__ACTIVITY__: Once the line containing "Target: pale tan rock" is found in the records below, return it and each following line exactly, up to and including the line containing "Target: rocky outcrop", and nothing else.

__DATA FOR PROCESSING__:
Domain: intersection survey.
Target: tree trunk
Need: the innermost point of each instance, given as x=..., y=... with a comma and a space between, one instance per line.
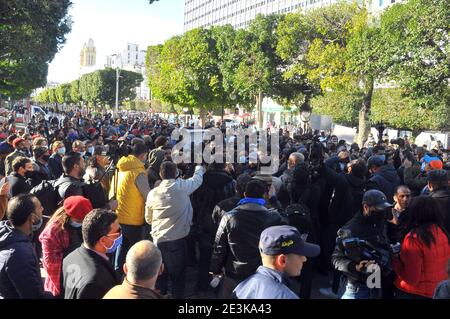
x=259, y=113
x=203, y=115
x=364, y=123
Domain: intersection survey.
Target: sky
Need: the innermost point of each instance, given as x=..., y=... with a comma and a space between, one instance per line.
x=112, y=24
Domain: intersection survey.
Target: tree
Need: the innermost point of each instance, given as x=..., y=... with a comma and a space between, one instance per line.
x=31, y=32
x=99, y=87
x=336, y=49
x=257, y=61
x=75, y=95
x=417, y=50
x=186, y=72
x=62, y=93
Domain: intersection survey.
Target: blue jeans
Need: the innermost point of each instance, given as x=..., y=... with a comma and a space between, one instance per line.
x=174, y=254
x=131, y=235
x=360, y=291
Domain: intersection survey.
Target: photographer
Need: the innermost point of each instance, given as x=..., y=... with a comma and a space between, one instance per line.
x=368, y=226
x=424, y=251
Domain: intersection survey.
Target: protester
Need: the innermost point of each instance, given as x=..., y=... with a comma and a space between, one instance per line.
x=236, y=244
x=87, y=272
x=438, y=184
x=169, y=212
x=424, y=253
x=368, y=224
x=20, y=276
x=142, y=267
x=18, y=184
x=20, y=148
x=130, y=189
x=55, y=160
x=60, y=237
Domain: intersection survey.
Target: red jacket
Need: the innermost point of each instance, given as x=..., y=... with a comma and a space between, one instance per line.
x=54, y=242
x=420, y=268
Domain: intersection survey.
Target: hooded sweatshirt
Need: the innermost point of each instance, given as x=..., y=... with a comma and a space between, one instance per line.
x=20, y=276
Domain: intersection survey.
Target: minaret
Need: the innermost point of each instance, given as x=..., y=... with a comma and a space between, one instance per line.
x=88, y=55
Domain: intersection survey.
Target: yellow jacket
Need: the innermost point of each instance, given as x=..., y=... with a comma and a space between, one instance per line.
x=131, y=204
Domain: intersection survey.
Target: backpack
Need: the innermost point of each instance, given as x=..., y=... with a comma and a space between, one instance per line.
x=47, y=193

---

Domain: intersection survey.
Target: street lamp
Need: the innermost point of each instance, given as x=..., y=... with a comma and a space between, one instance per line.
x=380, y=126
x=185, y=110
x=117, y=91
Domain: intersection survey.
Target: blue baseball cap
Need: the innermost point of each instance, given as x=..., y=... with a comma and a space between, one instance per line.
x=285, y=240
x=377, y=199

...

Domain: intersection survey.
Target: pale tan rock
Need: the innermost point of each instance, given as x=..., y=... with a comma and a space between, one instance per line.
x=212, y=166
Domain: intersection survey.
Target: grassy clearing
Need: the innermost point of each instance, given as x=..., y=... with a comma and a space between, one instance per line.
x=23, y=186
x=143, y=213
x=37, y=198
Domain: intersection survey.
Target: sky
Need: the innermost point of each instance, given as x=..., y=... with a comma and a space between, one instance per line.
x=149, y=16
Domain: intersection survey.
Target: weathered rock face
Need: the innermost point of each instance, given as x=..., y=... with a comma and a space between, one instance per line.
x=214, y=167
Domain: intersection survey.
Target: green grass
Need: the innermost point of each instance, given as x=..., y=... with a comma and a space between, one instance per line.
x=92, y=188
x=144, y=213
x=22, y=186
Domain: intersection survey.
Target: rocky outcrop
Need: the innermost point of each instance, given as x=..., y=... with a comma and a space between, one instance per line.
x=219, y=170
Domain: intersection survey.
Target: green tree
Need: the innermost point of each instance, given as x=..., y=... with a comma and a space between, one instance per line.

__WRITTEN RESPONSE__:
Target: pale tan rock
Need: the innermost point of each instance, given as x=..., y=... with a comma and a space between, one instance per line.
x=212, y=166
Domain: intersection survey.
Target: grassy clearing
Need: the innermost point of each instance, given as x=..., y=... with a comma and a space between, one instance per line.
x=23, y=186
x=143, y=213
x=37, y=198
Domain: intersection survey.
Target: sky
Need: the innermost point of each instance, given as x=..., y=... with a comma and a space between, one instance per line.
x=149, y=16
Domain: intersection survey.
Target: weathered rock face
Need: the innermost point of each instance, given as x=..., y=... with a comma and a space between, one instance per line.
x=214, y=167
Domain: intersection survey.
Target: green grass
Need: the innermost point of each instance, given as x=..., y=... with a comma and a space between, one instance per line.
x=92, y=188
x=144, y=213
x=22, y=186
Domain: intersection survey.
Target: rocky outcrop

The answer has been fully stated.